■ **Task**
Quote each of the following records word for word, without changing anything.

## start Exercise material

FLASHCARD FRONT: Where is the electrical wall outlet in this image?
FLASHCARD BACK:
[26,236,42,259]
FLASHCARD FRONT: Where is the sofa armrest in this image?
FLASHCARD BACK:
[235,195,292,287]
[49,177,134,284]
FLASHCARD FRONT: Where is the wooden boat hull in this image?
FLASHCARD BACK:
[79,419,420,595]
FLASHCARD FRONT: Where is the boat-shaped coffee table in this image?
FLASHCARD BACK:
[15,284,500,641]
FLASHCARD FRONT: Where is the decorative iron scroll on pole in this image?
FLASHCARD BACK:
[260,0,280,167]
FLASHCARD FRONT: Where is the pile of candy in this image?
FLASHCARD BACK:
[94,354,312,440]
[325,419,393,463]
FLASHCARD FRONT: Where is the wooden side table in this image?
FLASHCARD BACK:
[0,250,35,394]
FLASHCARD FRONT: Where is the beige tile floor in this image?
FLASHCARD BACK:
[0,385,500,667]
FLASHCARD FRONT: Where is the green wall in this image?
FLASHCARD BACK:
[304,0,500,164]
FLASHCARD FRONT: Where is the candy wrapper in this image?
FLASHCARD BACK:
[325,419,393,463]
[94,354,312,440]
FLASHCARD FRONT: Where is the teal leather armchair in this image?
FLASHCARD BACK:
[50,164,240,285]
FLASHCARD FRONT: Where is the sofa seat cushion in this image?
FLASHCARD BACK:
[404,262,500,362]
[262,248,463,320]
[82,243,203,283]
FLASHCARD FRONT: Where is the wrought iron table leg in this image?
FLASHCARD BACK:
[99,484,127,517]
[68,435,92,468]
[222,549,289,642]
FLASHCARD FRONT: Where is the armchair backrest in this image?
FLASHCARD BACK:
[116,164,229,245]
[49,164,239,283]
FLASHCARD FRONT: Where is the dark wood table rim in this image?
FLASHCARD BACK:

## end Exercise material

■ **The response**
FLASHCARD FRONT: Where is the electrical wall outlet in this image?
FLASHCARD BACK:
[26,236,42,259]
FLASHCARD FRONT: Where is the sofa armrest in this image?
FLASHCARD BACK:
[235,195,292,287]
[49,177,134,284]
FLASHCARD FRONT: Where is the wooden boat hull in this image?
FLASHCARD BACK:
[79,419,420,595]
FLASHCARD FRONT: Where is the boat-shaped coffee table in this image?
FLASHCARD BACK:
[15,284,500,641]
FLASHCARD FRONT: Where is the decorative iron scroll on pole in this image?
FLASHCARD BACK:
[260,0,280,167]
FLASHCARD FRONT: Where is the pile of candy in this image?
FLASHCARD BACK:
[94,354,312,440]
[325,419,393,463]
FLASHCARD FRONT: Where is the wooden side table in this image?
FLASHCARD BACK:
[0,250,35,394]
FLASHCARD FRONT: Where is the beige tile floor in this image?
FLASHCARD BACK:
[0,385,500,667]
FLASHCARD FRONT: Where is the green wall in this image?
FLASHCARD BACK:
[304,0,500,164]
FLASHCARD FRONT: Where is the candy wrapper in this image?
FLASHCARD BACK:
[325,419,393,463]
[94,354,312,440]
FLASHCARD FRONT: Where is the teal leather armchair in this image?
FLASHCARD BACK:
[50,164,240,285]
FLASHCARD FRONT: Where is the sofa seat cushion in this image?
FLASHCARD BACK:
[404,262,500,362]
[262,248,463,320]
[82,243,203,283]
FLASHCARD FRONT: Where is the wrought iron table leg in this image?
FLASHCARD BACK:
[99,484,127,517]
[68,435,92,468]
[222,549,289,642]
FLASHCARD FRONT: Where is the armchair backrest in this image?
FLASHCARD BACK:
[116,164,229,245]
[49,164,239,283]
FLASHCARD FRONT: Where is the dark wood table rim in this image?
FLASHCARD BACK:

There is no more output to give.